Here, on the sea bottom below the JOIDES Resolution research vessel, lies the Vøring Plateau. The photo was taking during a 60-day-long expedition with 30 participating researchers.

A volcanic catastrophe off the Norwegian coast likely explains dramatic global warming 55 million years ago

Never since has the climate on Earth warmed up so quickly — or been so hot. Researchers believe that the explanation for the rapid warming may lie off the coast of Norway.

Published

Several new Norwegian and international studies about this mysterious global catastrophe will soon be published.

By all accounts, the studies will point to the Vøring Plateau just west of the town Sandnessjøen in Northern Norway, as the reason behind this dramatic climate event 55 million years ago.

Over a fairly short period, the average temperature on Earth rose by at least five degrees. Some researchers believe it may have increased by as much as eight degrees. This continued for almost 200,000 years.

The researchers find it particularly mysterious that the warm period began so suddenly.

The Vøring Plateau is a relatively flat shelf at a depth of 1200-1500 metres, which lies outside the shallow Norwegian continental shelf. West of the plateau, the Norwegian Sea plunges down to a depth of 3000-4000 metres.

30 researchers on an expedition

In August last year, the international research ship "JOIDES Resolution" set course for a 60-day expedition to the Vøring Plateau.

On board were 30 researchers and an equal number of laboratory staff. One of two chief scientists on the ship was the Norwegian geologist Sverre Planke.

“An important purpose of the expedition was to obtain core samples of the rocks on the Vøring Plateau,” Planke said to sciencenorway.no.

“Now we are even more certain that the plateau is an important part of a gigantic volcanic area that stretches from Lofoten down to Ireland. In the west it goes all the way to Greenland,” he said.

Researchers and technical staff on board the expedition last autumn to the sea off Nordland and Nord-Trøndelag, in north-central Norway.

The rifting of Atlantic Ocean

Briefly explained, this event related to the opening up of the Atlantic Ocean.

Fifty-five million years ago, the process began where Norway (Europe) and Greenland (America) began to separate.

And it probably all started very dramatically, with all the lava (magma) that is now on the Vøring Plateau outside Nordland and Nord-Trøndelag, in central and northern Norway.

This was the event that led to the climate disaster.

As the rifting of the Atlantic continued for millions of years, more magma bubbled out from the Earth's interior. Kilometre-thick layers of lava on the Faroe Islands and Greenland are testimony to what happened.

“What is happening in Iceland today, with small volcanic eruptions, is a small but active remnant of the process of opening of the Atlantic Ocean,” Planke said.

The crew and researchers on ‘JOIDES Resolution’ drilled several holes (red dots on the map) on the edge of the plateau.
Close to 600 metres of core samples were retrieved from the Vøring Plateau. The blue stone is magma from the Earth's interior. The brown rock is from the sediments that lie above the magma. The hypothesis is that these emitted the greenhouse gases that led to the rapid and severe global warming.

Understand the causal relationship

The geologists who are examining the findings from last autumn's expedition will probably be able to describe in their upcoming studies a concurrence in time between the enormous amounts of lava on the Vøring Plateau — and the hitherto unexplained global warming 55 million years ago.

_ _ _ _

**THINGS TO DO:**
**A.** Answer these questions using the article on the Vøring Plateau:
(i) How many days did the JOIDES Resolution expedition last?
(ii) At what depth does the Vøring Plateau lie?
(iii) How many metres of core samples were retrieved from the plateau?
**B.** Quote the article on the Vøring Plateau, beginning at the words "Over a fairly" and stopping after "geologist Sverre Planke.".

Pointing items

_ _ _ _

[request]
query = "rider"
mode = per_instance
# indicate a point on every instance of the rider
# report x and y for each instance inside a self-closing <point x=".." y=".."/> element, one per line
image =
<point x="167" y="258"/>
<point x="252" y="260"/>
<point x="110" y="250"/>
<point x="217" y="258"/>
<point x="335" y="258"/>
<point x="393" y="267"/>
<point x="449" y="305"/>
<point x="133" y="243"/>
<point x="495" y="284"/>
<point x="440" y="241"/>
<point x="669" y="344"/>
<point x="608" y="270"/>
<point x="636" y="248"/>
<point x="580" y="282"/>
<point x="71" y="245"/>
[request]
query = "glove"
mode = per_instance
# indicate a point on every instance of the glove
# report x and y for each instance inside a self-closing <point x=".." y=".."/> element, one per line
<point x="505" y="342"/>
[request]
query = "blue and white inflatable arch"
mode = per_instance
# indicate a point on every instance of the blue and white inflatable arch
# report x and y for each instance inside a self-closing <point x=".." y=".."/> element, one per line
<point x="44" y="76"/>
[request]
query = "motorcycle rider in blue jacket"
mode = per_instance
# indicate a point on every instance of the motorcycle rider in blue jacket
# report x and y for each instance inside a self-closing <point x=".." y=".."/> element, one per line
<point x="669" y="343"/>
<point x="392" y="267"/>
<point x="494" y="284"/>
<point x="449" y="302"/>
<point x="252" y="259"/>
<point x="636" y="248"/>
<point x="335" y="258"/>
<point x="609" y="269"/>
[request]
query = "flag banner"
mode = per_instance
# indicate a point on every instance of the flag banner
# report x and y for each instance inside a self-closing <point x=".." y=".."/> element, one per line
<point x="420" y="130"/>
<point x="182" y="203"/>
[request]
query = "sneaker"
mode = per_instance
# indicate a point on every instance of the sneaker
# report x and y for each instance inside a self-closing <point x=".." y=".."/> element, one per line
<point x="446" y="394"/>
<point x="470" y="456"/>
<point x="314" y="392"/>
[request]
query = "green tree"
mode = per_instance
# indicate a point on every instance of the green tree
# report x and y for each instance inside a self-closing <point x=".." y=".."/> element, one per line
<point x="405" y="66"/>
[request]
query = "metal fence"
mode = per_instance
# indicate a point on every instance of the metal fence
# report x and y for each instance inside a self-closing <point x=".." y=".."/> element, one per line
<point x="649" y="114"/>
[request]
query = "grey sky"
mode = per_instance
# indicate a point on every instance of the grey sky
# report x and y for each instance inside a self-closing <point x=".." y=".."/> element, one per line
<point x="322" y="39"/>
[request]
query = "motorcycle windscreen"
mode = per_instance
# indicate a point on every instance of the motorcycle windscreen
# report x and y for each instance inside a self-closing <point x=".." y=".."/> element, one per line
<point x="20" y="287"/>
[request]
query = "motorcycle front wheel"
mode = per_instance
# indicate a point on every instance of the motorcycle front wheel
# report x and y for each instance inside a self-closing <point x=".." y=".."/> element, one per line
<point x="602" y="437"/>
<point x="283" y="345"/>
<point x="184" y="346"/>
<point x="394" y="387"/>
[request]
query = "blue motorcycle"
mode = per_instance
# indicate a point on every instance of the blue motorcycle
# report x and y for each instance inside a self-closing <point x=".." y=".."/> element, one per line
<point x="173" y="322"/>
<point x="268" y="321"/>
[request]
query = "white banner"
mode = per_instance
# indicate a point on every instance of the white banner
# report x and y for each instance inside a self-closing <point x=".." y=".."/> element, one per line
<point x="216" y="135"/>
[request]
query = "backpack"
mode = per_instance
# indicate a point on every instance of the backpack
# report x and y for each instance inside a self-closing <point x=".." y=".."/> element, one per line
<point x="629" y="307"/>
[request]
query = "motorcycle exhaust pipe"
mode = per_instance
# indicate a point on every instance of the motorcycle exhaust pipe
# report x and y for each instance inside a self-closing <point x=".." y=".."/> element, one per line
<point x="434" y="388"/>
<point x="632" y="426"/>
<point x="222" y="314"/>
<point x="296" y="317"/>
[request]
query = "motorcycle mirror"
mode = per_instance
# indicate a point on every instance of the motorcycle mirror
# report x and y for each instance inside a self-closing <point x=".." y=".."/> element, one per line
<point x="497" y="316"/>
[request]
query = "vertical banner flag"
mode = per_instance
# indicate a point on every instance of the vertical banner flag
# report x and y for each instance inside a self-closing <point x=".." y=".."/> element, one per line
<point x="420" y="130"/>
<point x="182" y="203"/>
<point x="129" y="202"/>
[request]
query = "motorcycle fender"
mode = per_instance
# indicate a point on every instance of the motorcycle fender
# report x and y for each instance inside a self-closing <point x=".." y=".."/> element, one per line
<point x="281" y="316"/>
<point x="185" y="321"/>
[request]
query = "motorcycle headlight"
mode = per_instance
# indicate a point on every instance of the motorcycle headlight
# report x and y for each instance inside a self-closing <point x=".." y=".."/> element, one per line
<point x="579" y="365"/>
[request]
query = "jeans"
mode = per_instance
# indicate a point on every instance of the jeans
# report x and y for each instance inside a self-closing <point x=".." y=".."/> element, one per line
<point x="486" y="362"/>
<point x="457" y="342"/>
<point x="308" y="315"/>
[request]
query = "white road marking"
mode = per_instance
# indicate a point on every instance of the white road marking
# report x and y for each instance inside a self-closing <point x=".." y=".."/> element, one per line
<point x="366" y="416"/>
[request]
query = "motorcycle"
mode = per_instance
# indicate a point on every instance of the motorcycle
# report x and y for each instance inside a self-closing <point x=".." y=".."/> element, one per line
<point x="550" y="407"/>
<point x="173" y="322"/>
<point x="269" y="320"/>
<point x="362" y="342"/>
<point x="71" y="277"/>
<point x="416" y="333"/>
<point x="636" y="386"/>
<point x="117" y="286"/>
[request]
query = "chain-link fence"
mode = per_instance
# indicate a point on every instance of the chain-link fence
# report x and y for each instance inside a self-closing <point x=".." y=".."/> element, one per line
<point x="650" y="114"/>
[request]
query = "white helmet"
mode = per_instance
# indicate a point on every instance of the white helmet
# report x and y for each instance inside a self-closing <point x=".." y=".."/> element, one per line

_ _ _ _

**ANSWER LIST:**
**A.**
(i) 60 days
(ii) 1200-1500 metres
(iii) Close to 600 metres

**B.**
Over a fairly short period, the average temperature on Earth rose by at least five degrees. Some researchers believe it may have increased by as much as eight degrees. This continued for almost 200,000 years.

The researchers find it particularly mysterious that the warm period began so suddenly.

The Vøring Plateau is a relatively flat shelf at a depth of 1200-1500 metres, which lies outside the shallow Norwegian continental shelf. West of the plateau, the Norwegian Sea plunges down to a depth of 3000-4000 metres.

30 researchers on an expedition

In August last year, the international research ship "JOIDES Resolution" set course for a 60-day expedition to the Vøring Plateau.

On board were 30 researchers and an equal number of laboratory staff. One of two chief scientists on the ship was the Norwegian geologist Sverre Planke.